◆ **The exercise**
In each of the records, change "thickest part" to "widest part" and keep every other word the same. Omit the pictures from your answer.

◆ **Material supplied**
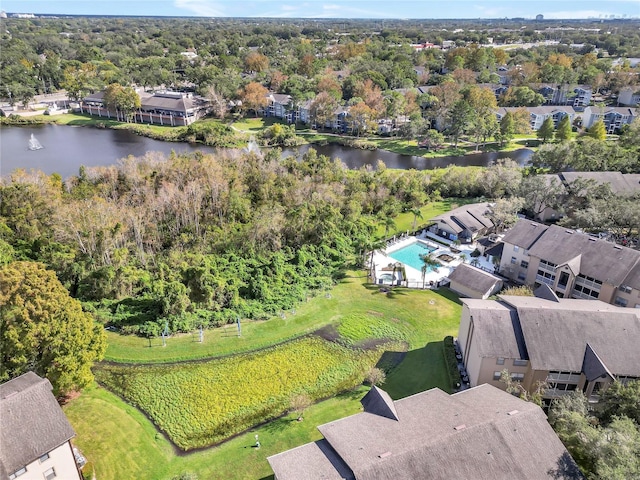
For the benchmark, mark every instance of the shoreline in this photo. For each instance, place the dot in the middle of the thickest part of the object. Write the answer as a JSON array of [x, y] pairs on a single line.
[[176, 134]]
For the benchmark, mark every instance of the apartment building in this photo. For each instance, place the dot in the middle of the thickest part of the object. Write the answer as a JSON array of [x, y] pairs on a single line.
[[569, 344], [571, 263]]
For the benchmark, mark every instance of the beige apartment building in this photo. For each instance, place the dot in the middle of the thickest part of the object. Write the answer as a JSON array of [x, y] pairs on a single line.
[[571, 344], [572, 264], [35, 435]]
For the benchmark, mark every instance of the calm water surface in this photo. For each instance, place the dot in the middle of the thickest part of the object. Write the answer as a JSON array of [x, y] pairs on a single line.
[[67, 148]]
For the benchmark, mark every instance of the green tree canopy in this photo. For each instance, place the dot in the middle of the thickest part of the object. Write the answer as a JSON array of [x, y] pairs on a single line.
[[598, 131], [545, 132], [564, 129], [45, 330]]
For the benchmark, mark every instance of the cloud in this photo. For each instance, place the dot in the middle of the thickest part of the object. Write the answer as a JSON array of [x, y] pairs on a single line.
[[577, 14], [201, 8]]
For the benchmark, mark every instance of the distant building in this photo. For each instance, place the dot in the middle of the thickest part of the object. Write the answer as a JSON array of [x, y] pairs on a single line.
[[35, 439], [571, 344], [464, 223], [472, 282], [482, 433], [571, 263]]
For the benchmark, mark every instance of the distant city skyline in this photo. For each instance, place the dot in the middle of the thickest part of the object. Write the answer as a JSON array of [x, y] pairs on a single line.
[[409, 9]]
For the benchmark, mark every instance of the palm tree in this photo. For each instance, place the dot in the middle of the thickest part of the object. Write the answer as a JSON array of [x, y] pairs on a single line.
[[416, 214], [370, 245], [388, 224], [428, 261]]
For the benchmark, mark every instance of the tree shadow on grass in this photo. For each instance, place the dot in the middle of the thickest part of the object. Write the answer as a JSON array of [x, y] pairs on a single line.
[[279, 424], [448, 294], [418, 370]]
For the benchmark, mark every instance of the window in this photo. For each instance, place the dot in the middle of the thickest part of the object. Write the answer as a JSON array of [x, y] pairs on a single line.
[[17, 473], [625, 288], [564, 279], [622, 302]]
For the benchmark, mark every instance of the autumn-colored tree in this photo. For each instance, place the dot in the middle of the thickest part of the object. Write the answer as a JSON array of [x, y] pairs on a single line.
[[563, 131], [219, 105], [277, 80], [371, 95], [545, 132], [323, 109], [45, 330], [464, 76], [124, 100], [254, 97], [328, 83], [598, 131], [256, 62], [362, 118]]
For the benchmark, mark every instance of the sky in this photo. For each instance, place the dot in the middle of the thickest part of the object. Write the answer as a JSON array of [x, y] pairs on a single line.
[[334, 8]]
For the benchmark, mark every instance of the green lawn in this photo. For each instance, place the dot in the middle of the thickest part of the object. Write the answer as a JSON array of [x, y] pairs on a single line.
[[347, 298], [122, 442], [199, 404], [404, 221]]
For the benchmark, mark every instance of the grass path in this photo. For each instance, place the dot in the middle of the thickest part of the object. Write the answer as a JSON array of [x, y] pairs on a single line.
[[122, 443], [349, 297]]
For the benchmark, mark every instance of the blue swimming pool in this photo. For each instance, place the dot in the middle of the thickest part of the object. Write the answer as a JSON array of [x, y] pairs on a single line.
[[410, 255]]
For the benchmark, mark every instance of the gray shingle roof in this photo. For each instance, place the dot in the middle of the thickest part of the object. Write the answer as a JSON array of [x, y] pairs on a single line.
[[32, 421], [620, 183], [524, 233], [477, 433], [494, 329], [473, 278], [472, 217], [312, 461], [599, 259], [556, 334]]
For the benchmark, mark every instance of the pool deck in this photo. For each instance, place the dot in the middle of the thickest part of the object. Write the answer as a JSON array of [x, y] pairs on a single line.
[[381, 260]]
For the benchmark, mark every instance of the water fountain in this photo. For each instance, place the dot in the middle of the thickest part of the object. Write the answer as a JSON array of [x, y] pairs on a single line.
[[34, 144]]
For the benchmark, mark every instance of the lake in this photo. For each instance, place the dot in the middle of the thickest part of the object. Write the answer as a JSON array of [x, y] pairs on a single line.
[[67, 148]]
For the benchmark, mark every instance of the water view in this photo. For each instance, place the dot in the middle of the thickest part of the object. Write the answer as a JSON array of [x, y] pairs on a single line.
[[65, 149]]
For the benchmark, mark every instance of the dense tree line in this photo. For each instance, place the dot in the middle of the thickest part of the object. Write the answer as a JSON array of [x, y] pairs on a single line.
[[604, 439], [349, 60]]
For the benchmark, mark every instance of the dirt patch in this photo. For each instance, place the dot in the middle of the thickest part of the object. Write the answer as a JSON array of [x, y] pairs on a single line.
[[329, 333]]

◆ **Solution for this problem**
For the benchmark, mark every instance of the shoreline in this photo. For each instance, place the dot in the middle of the widest part of the object. Write the answer as a JSON array of [x, y] pairs on a single line.
[[176, 134]]
For the benchmark, mark every instance of the apartment building in this photo. For each instance, place the dot in the middle of the widest part of the object. Write the answer as a JSON array of [x, y] pairs on a single line.
[[569, 344], [571, 263]]
For the benchmark, mark every instance of the beige apartment building in this photo. For each instance, place the dot in the middle of the widest part of the object. Write the answer as a JSON array of [x, y] pairs on a single line.
[[571, 344], [572, 264], [35, 435]]
For the benchmark, mark every instance of the calm water surface in this photo. For each instance, place the dot in the middle of the widest part of the object. Write the answer as a JSON array of [x, y] pairs on a single line.
[[67, 148]]
For the benchmark, mark every instance of the green tree canopy in this photo. For each instance, place the dot in the middle of the widest part of the object. Write the answer as a JSON array of [x, y] pairs on a single line.
[[598, 131], [545, 132], [564, 129], [45, 330]]
For the benchmark, mark every instance of the cloud in this photo. For each instance, place the dot in the middle of the widest part of the object. Write the answer as a JSON array of [x, y] pairs on a single line.
[[577, 14], [201, 8]]
For the benchmark, mark every instance of the distant building in this photo. For each instance, place the dot in the middle of the widest part of the object. Write the answer as a JSON array of [x, y] pairs on a single line.
[[35, 439], [571, 344], [464, 223], [472, 282], [482, 433], [571, 263]]
For the benchmark, mark every instance of the distant city skyline in this photo. For each instance, place the dot in the middle of the widest part of the object. Write the answer as a JSON array of [x, y] pairs on a single line.
[[409, 9]]
For the benchmark, mark every instance of the palm tree in this photo. For each instance, place the dot in the middle of the widest part of the object. Write the answer as a JSON array of [x, y] pairs on a single line.
[[416, 214], [370, 245], [388, 224], [428, 261]]
For the benchmark, mark every instance of the tree shadow on grass in this photo. For each instance, place the dot in the middle of the widest part of the object. Write the answer as a JSON array of [x, y] pairs on a single line.
[[279, 424], [448, 294], [418, 370]]
For the benchmark, mark every instance of the window in this photo. For each instance, place the dot in the middle of the widest part of the object. Write the answer as a JSON array of [x, y] pairs on a single line.
[[17, 473], [625, 288], [564, 279], [622, 302]]
For the benchmark, mark every instance of the autumn-colored tree in this photo. For each instance, place the dot in the middle of the widest part of the object. Write the answer as a JSON array of [x, y] pairs on a single line.
[[563, 131], [219, 105], [277, 80], [371, 95], [545, 132], [323, 109], [45, 330], [464, 76], [124, 100], [254, 97], [328, 83], [598, 131], [256, 62], [362, 118]]
For the benchmark, mark every instance of the sky in this photo. For each instance, place the dot in the middle of the widest part of the object. Write the answer as a JSON array of [x, y] pairs on a single line.
[[334, 8]]
For the benchmark, mark every instance of the green lawn in this photo. For each instance, place the dot in the middle of the widest part of the object. Write the answer as a JSON array of [x, y] pairs on a single line.
[[347, 298], [122, 442], [199, 404], [404, 221]]
For the benchmark, mark every instance of the grass path in this photo. For each instance, place the dot in the middle of the widest part of the object. Write the answer as a JSON array of [x, y] pairs on a single line.
[[122, 443], [349, 297]]
For the benchmark, mark every instance of the blue swimming pool in this photo. For each instance, place the dot in the middle of the widest part of the object. Write the answer as a JSON array of [x, y] pairs on a single line.
[[410, 255]]
For the benchmark, mark every instance of the gray shingle roof in this photo. For each instance, place the dot in the middle of the widest part of the object. Write the answer as a JSON array of [x, y] pairs on a single line.
[[32, 421], [620, 183], [524, 233], [477, 433], [494, 329], [473, 278], [472, 217], [312, 461], [599, 259], [556, 334]]
For the benchmark, mark every instance of the pool deck in this photo. For each instance, place the dot in the middle of the widest part of the object. Write the answer as a JSON array of [x, y] pairs on a single line.
[[381, 260]]
For the benchmark, mark every instance of the water fountain in this photo. For each instance, place the dot in the middle of the widest part of the object. Write the answer as a JSON array of [x, y] pairs on a single line.
[[34, 144]]
For the benchmark, mark every instance of the lake in this photo. For each instance, place the dot in the middle of the widest part of the object. Write the answer as a JSON array of [x, y] pairs on a single line.
[[67, 148]]
For the benchmark, mark every instance of the water view in this photo. For each instance, place the dot in the middle of the widest part of the object. Write the answer as a JSON array of [x, y] pairs on a single line.
[[65, 149]]
For the benchmark, mark every instance of the dense tree line in this photo. For each instance, place the dot in the middle of the widest part of the object. Write the answer as a JSON array of [x, y] pairs on a single line.
[[604, 439], [349, 60]]
For the benchmark, mark every instance of the dirt patch in this photo. For each instance, place the dot in the middle of the widest part of the object. Write the answer as a JSON array of [x, y] pairs on a single line.
[[329, 333]]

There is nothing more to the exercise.